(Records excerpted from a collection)

►

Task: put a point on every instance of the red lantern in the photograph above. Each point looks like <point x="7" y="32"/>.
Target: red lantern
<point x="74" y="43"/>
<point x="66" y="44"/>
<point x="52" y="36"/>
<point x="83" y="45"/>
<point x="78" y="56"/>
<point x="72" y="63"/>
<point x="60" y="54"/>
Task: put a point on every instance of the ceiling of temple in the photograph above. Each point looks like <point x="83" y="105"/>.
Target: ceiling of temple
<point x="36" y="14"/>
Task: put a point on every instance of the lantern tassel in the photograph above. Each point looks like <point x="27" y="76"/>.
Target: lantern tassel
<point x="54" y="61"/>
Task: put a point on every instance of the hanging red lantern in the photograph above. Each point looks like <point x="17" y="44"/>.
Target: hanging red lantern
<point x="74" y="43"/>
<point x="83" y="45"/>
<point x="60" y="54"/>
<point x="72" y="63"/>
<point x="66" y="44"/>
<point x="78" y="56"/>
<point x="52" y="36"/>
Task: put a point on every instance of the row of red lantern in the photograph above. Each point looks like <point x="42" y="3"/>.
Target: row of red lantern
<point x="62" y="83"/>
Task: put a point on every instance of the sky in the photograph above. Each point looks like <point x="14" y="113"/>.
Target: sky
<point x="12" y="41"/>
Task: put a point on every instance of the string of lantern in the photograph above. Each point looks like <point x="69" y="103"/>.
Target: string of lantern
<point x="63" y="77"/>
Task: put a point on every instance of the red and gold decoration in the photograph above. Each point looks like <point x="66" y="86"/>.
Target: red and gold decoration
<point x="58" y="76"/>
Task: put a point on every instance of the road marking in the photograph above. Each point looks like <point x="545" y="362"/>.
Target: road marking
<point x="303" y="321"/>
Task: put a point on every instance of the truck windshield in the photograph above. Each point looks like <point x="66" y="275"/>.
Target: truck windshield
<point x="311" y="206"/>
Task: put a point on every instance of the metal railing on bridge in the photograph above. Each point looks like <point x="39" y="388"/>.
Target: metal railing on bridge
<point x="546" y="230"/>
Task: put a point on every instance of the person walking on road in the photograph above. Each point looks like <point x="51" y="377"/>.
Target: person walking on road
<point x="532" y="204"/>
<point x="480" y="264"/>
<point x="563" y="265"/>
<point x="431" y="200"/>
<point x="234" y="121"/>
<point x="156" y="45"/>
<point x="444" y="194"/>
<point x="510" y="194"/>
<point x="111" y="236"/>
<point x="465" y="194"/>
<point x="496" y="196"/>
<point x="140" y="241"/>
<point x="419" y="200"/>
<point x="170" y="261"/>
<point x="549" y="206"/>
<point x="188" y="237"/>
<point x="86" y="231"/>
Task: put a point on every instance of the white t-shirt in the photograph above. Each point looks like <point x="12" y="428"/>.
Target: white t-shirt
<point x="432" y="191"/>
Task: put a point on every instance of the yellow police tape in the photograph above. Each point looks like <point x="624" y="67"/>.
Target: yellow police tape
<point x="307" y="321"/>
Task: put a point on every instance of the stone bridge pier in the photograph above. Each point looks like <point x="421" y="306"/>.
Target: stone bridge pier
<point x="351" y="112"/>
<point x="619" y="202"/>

◄

• **WHAT NEEDS TO BE DONE**
Repeat the material in full, exactly as it stands.

• **TASK RESPONSE**
Task: put a point on every instance of the red lantern in the photograph above. Each point looks like <point x="7" y="32"/>.
Target: red lantern
<point x="74" y="43"/>
<point x="66" y="44"/>
<point x="52" y="36"/>
<point x="83" y="45"/>
<point x="78" y="56"/>
<point x="72" y="63"/>
<point x="60" y="54"/>
Task: put a point on every instance of the ceiling of temple in the photograph above. Each point looks like <point x="83" y="105"/>.
Target: ceiling of temple
<point x="36" y="14"/>
Task: put a point on every instance of the lantern tassel in the photograph above. Each point looks like <point x="27" y="76"/>.
Target: lantern tassel
<point x="54" y="61"/>
Task: put a point on every instance of the hanging red lantern in the photograph above. Each point looks like <point x="17" y="44"/>.
Target: hanging red lantern
<point x="74" y="43"/>
<point x="83" y="45"/>
<point x="60" y="54"/>
<point x="72" y="63"/>
<point x="66" y="44"/>
<point x="78" y="56"/>
<point x="52" y="36"/>
Task: put a point on every instance of the row of red lantern in the photograph above. Each point looks like <point x="42" y="3"/>.
Target: row of red lantern
<point x="62" y="83"/>
Task: put a point on every instance of the sky in the photograph above. Each point looks like <point x="14" y="113"/>.
Target: sky
<point x="12" y="41"/>
Task: put a point on every instance of the string of lantern in the photograph above. Each point looks like <point x="69" y="103"/>.
Target: string of lantern
<point x="63" y="77"/>
Task: put a point on every instance of the red and gold decoration in the photograph above. Each point looks like <point x="66" y="86"/>.
Target: red and gold decoration
<point x="58" y="76"/>
Task: put a point on every instance of the road marking in the photograph above. Each point looks like <point x="545" y="362"/>.
Target: road marking
<point x="303" y="321"/>
Task: put a point on every instance of the truck windshield in the photograph above. Each point looks like <point x="66" y="275"/>.
Target: truck windshield
<point x="311" y="206"/>
Task: put a point on every instance of the metal railing on bridge in the photograph above. Each point looks like <point x="39" y="388"/>.
Target: metal railing on bridge
<point x="546" y="230"/>
Task: put a point on every instance of the person walking on road in the photograph above. Each point looks like <point x="51" y="377"/>.
Target: person walking on road
<point x="532" y="204"/>
<point x="480" y="264"/>
<point x="563" y="265"/>
<point x="431" y="200"/>
<point x="234" y="121"/>
<point x="156" y="45"/>
<point x="444" y="194"/>
<point x="510" y="194"/>
<point x="111" y="236"/>
<point x="465" y="194"/>
<point x="496" y="196"/>
<point x="140" y="241"/>
<point x="419" y="200"/>
<point x="170" y="261"/>
<point x="549" y="206"/>
<point x="188" y="237"/>
<point x="86" y="231"/>
Task: put a point on every instance of the white t-shirt in the photograph above. Each point looks like <point x="12" y="428"/>.
Target: white t-shirt
<point x="432" y="191"/>
Task: put a point on every instance of the yellow police tape in the photograph above. Each point looks like <point x="624" y="67"/>.
Target: yellow police tape
<point x="307" y="321"/>
Task: put a point on every instance of the stone bridge pier in the photograph above. Each point looks like <point x="421" y="306"/>.
Target: stone bridge pier
<point x="351" y="112"/>
<point x="619" y="202"/>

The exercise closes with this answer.